** Start of WORKING DATA **

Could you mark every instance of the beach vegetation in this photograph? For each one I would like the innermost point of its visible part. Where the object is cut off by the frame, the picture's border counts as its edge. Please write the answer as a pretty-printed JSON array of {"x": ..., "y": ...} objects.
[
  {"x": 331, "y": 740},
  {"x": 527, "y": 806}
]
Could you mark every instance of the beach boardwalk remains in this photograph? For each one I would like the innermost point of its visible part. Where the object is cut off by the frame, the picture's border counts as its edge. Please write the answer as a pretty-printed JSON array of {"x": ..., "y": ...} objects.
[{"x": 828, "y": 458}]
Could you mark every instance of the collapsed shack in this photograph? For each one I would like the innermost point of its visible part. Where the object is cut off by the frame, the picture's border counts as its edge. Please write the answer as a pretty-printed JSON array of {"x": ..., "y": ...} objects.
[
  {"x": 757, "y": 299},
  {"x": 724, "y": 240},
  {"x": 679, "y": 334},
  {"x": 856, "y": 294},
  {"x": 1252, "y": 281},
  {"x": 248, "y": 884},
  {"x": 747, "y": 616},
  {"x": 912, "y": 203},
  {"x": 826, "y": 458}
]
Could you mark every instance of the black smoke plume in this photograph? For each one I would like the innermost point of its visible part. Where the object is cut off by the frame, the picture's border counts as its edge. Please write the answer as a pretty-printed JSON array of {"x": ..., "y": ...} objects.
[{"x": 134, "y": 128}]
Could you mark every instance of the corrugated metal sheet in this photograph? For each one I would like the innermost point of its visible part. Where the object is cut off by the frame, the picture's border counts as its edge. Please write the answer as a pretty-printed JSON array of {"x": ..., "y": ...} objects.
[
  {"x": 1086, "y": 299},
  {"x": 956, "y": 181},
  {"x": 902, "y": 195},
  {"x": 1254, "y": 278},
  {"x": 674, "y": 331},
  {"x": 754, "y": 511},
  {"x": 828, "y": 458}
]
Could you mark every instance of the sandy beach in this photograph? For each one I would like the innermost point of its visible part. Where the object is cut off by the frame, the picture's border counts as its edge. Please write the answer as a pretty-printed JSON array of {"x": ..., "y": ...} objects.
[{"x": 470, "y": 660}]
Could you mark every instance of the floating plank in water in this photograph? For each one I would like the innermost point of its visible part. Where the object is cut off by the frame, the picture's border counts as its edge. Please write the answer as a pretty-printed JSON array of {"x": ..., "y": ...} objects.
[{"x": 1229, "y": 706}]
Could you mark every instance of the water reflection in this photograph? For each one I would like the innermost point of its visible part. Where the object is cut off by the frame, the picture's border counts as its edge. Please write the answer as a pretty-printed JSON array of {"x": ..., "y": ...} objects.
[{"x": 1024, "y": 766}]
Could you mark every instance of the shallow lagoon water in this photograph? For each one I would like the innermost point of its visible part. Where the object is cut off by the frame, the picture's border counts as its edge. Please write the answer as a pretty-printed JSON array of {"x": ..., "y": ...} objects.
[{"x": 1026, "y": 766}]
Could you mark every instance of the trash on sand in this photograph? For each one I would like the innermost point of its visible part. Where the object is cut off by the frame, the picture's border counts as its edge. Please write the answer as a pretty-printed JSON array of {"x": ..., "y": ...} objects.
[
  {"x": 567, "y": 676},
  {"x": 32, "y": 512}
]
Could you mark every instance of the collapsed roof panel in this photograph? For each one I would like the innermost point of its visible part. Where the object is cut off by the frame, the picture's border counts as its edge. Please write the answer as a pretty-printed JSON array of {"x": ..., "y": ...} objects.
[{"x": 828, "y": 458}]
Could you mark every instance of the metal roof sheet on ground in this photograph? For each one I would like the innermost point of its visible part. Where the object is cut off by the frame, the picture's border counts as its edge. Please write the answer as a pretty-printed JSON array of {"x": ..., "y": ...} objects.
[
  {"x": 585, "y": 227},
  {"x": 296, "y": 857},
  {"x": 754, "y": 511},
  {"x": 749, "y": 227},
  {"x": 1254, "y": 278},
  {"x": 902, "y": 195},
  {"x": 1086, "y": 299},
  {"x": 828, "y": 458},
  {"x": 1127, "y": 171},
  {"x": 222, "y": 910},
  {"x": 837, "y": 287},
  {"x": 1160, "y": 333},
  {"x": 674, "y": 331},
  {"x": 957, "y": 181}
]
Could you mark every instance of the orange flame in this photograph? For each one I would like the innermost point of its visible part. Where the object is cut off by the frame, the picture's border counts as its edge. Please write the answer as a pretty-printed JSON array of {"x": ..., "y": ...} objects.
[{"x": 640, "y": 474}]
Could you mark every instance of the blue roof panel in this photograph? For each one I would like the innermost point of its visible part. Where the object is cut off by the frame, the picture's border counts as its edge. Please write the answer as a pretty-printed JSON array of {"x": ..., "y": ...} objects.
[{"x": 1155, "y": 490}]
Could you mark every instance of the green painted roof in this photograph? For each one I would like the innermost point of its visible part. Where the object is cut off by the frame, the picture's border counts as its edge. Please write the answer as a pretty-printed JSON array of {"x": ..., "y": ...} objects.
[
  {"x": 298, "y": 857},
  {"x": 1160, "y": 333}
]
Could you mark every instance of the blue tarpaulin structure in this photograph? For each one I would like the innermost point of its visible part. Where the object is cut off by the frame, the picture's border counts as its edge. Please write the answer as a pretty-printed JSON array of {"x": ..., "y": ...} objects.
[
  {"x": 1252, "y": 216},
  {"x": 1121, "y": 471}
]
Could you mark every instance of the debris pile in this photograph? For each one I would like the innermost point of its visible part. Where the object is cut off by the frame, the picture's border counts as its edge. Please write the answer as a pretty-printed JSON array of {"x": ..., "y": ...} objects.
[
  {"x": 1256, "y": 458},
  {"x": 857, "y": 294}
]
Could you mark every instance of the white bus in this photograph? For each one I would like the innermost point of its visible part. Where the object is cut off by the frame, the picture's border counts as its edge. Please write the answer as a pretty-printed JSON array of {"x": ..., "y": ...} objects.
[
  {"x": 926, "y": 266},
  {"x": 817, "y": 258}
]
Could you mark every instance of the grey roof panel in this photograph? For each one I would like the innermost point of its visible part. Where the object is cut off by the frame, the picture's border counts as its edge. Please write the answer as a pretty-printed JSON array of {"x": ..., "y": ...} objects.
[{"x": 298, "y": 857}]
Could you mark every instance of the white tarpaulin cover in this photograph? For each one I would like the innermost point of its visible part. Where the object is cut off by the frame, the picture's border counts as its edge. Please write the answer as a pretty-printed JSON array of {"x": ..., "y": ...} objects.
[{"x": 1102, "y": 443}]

** End of WORKING DATA **

• **REQUEST**: Find the line containing "Could you mark every instance of the grey", then output it and every line after it to the end of the data, exactly.

• **EXERCISE SOLUTION**:
Could you mark every instance of the grey roof panel in this photograph? For each one I would like the innermost point of its visible part. Where the object is cut off by the frame, the picture's border counts as its edge. Please write the answer as a pretty-printed JSON array of {"x": ..., "y": ...} objects.
[{"x": 298, "y": 857}]
Could you mark every instance of the white tarpaulin cover in this photograph? For each one I would like the innermost point of its visible part. Where the object is cut off by the frame, the picture's border counts as its edge. Please write the answer as a pretty-printed JSON array of {"x": ..., "y": ...} objects.
[{"x": 1102, "y": 443}]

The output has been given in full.